Task requirements. Count the lines in the listing below that contain the string "black", and reply with that count only.

Image location labeling entries.
==================================================
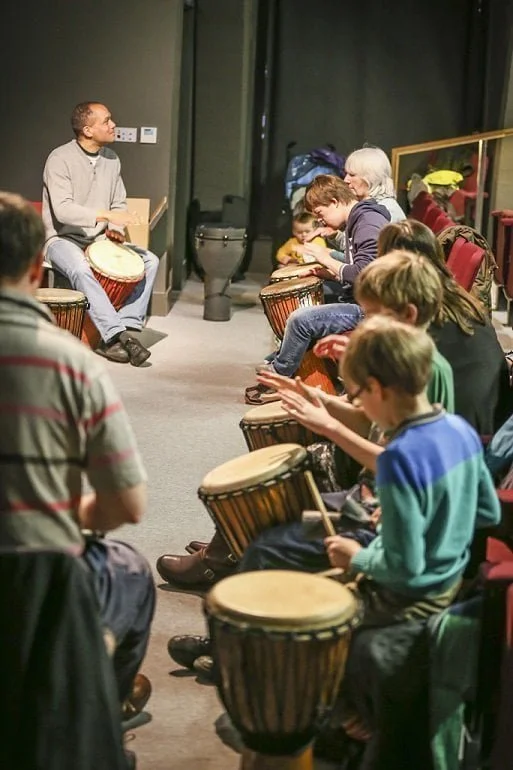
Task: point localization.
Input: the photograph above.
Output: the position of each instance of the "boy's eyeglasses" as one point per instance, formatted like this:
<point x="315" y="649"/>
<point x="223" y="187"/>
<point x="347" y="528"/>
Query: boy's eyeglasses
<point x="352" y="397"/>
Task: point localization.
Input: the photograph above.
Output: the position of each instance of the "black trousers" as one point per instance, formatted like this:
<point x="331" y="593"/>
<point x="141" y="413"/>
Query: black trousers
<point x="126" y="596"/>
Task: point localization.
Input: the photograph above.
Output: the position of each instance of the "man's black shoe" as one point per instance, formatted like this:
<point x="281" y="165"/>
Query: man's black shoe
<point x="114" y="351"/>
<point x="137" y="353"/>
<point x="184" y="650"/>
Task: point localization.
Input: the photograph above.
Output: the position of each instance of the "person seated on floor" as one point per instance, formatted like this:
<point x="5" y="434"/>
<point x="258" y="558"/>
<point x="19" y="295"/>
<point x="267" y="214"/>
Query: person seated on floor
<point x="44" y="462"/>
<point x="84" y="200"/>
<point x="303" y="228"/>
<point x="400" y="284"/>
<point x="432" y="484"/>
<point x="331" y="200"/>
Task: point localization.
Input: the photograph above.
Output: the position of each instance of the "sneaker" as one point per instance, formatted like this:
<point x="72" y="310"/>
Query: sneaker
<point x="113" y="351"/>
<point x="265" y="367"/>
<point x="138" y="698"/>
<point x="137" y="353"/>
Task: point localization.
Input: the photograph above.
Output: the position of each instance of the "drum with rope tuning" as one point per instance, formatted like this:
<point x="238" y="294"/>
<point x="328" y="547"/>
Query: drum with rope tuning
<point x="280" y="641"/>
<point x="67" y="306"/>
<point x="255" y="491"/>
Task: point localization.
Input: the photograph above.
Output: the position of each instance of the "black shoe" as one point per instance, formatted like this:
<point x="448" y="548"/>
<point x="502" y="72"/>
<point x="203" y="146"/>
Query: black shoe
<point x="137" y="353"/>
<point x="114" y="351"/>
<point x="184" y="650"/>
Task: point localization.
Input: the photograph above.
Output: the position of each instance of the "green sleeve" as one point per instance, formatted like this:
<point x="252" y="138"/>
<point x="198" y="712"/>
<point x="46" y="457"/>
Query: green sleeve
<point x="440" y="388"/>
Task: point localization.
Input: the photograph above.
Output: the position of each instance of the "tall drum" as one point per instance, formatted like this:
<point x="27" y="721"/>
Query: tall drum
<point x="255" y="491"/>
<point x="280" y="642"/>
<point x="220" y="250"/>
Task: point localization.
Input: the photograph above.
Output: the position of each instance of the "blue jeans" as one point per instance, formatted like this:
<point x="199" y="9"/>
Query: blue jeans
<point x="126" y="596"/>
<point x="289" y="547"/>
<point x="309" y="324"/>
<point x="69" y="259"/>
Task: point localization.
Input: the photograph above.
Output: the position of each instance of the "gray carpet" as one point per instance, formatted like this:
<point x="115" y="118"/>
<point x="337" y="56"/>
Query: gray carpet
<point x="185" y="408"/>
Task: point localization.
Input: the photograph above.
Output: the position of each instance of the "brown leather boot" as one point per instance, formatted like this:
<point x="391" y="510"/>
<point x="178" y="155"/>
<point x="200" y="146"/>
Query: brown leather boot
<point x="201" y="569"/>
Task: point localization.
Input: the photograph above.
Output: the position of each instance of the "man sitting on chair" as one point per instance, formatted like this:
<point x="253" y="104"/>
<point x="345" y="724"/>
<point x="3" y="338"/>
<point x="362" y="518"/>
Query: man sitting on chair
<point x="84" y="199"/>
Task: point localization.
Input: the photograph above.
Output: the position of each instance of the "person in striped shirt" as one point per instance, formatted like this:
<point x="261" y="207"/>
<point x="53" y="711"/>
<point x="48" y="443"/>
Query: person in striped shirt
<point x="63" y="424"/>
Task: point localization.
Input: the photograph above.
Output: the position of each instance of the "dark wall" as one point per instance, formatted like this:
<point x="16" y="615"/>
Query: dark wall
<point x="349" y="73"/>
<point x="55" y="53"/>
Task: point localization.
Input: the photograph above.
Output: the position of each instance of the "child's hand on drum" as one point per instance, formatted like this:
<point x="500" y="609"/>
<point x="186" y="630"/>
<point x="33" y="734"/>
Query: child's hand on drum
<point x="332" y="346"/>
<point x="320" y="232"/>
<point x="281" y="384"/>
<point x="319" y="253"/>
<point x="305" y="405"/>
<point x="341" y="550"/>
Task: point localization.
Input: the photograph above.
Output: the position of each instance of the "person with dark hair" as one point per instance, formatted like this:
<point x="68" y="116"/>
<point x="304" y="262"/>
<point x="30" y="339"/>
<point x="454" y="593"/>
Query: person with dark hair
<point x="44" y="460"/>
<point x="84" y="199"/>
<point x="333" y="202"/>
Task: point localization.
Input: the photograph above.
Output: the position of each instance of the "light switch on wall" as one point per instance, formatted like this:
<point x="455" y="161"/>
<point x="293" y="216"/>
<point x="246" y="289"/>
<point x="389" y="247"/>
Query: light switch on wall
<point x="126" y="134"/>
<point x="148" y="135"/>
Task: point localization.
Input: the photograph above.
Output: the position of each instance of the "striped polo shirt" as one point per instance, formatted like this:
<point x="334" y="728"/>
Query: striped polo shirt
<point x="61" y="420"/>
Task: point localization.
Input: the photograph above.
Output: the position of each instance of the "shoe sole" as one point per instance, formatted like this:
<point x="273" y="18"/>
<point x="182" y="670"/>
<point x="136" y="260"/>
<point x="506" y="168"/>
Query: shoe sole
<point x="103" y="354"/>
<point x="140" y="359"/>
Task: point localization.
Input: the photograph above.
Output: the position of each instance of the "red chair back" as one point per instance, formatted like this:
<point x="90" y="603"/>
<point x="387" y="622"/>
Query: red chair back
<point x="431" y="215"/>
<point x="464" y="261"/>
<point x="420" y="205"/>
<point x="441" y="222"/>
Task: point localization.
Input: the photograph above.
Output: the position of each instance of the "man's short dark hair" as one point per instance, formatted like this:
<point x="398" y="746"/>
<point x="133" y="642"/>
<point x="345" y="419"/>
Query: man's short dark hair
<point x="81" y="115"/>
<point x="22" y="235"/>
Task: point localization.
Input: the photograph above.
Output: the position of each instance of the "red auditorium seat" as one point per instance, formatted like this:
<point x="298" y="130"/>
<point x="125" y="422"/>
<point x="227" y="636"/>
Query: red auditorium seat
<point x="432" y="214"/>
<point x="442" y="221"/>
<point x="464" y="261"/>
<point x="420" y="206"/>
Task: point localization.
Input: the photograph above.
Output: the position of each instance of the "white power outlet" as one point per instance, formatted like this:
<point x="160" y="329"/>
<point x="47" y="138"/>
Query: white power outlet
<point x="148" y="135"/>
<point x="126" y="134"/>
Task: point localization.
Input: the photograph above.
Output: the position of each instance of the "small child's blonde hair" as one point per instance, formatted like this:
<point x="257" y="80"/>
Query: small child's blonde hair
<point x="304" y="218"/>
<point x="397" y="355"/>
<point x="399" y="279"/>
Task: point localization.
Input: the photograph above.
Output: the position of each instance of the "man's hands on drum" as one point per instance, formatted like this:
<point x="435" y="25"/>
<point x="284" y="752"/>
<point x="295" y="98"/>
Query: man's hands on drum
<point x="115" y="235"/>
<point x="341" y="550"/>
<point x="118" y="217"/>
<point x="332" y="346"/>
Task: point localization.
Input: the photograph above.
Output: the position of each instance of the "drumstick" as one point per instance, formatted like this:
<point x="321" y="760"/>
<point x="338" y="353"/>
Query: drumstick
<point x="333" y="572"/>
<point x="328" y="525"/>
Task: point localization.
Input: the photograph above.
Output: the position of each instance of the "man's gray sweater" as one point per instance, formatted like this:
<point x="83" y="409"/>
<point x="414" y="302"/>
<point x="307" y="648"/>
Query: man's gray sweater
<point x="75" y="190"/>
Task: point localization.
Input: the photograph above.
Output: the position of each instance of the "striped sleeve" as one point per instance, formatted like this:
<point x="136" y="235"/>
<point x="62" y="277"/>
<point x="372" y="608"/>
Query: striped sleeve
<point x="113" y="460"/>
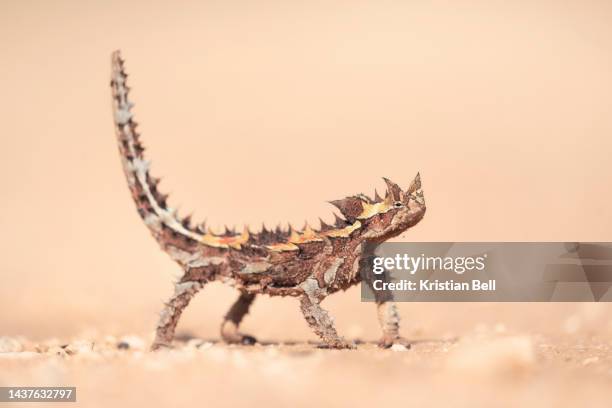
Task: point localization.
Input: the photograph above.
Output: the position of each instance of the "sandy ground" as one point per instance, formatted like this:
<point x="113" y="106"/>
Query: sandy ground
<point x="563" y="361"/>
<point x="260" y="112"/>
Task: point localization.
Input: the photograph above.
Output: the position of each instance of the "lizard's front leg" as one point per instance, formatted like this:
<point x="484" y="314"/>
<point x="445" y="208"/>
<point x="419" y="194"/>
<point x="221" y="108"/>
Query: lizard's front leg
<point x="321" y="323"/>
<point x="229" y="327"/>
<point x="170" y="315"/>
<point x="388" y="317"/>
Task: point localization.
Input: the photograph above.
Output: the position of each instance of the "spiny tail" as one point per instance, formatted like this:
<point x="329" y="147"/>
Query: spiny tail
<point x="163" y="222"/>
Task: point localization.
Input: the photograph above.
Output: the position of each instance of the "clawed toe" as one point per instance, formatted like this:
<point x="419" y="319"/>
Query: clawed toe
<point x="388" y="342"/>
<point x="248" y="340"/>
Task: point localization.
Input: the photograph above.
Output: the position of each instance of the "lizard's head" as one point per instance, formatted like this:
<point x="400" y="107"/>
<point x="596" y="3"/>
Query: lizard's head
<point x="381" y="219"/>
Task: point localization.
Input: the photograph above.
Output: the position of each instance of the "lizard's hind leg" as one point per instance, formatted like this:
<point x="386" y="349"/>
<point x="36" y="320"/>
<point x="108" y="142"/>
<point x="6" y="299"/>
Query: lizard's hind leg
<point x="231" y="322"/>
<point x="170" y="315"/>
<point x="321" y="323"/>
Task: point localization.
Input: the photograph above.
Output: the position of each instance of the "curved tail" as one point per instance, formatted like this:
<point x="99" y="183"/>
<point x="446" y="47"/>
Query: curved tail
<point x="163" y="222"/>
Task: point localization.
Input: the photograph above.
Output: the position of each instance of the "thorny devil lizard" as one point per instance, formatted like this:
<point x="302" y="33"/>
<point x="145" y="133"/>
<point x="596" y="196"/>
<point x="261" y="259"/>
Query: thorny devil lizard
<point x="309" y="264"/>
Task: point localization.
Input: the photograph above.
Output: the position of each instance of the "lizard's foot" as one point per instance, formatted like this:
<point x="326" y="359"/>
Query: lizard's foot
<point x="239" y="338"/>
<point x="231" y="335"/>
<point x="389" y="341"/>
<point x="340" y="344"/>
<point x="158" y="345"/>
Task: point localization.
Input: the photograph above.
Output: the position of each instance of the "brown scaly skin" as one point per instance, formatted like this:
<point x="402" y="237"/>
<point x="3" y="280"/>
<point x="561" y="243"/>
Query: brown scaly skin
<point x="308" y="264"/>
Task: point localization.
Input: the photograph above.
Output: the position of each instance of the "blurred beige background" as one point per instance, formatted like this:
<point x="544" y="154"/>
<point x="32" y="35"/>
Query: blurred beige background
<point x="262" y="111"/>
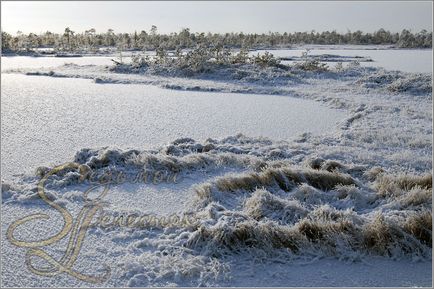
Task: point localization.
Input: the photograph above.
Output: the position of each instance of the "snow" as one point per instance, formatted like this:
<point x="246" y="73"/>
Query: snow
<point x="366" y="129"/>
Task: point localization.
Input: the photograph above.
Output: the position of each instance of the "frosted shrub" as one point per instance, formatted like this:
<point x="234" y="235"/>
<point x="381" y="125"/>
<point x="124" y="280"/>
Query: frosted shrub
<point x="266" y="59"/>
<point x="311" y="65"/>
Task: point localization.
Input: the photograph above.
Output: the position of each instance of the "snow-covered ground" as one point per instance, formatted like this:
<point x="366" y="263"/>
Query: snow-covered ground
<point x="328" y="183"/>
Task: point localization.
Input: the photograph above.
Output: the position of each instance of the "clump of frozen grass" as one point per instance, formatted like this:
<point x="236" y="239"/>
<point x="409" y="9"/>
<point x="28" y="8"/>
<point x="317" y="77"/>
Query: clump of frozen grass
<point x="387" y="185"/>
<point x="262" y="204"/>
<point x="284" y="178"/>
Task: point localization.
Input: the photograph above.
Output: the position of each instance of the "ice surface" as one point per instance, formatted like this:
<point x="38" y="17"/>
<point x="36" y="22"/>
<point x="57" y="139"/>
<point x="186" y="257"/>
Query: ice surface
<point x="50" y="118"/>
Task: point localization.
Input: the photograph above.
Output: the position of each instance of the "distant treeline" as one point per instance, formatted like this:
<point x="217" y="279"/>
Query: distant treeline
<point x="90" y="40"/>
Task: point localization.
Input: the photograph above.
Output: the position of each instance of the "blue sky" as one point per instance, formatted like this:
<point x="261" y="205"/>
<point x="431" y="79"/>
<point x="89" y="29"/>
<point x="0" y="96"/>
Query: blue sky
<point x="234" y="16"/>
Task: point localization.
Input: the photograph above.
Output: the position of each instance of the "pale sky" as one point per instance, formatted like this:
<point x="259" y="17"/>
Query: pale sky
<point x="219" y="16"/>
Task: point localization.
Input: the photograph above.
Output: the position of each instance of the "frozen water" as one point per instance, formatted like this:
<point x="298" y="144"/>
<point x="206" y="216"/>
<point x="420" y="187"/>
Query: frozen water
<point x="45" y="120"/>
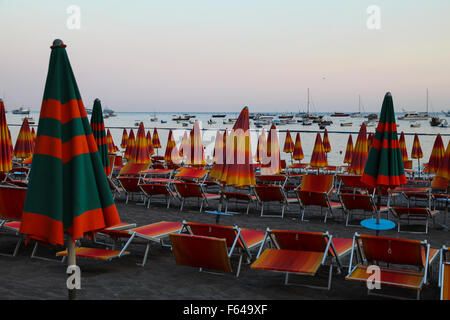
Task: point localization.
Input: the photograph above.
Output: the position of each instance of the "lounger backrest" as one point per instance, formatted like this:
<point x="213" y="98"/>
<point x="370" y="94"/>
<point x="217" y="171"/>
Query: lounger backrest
==================================================
Output below. 6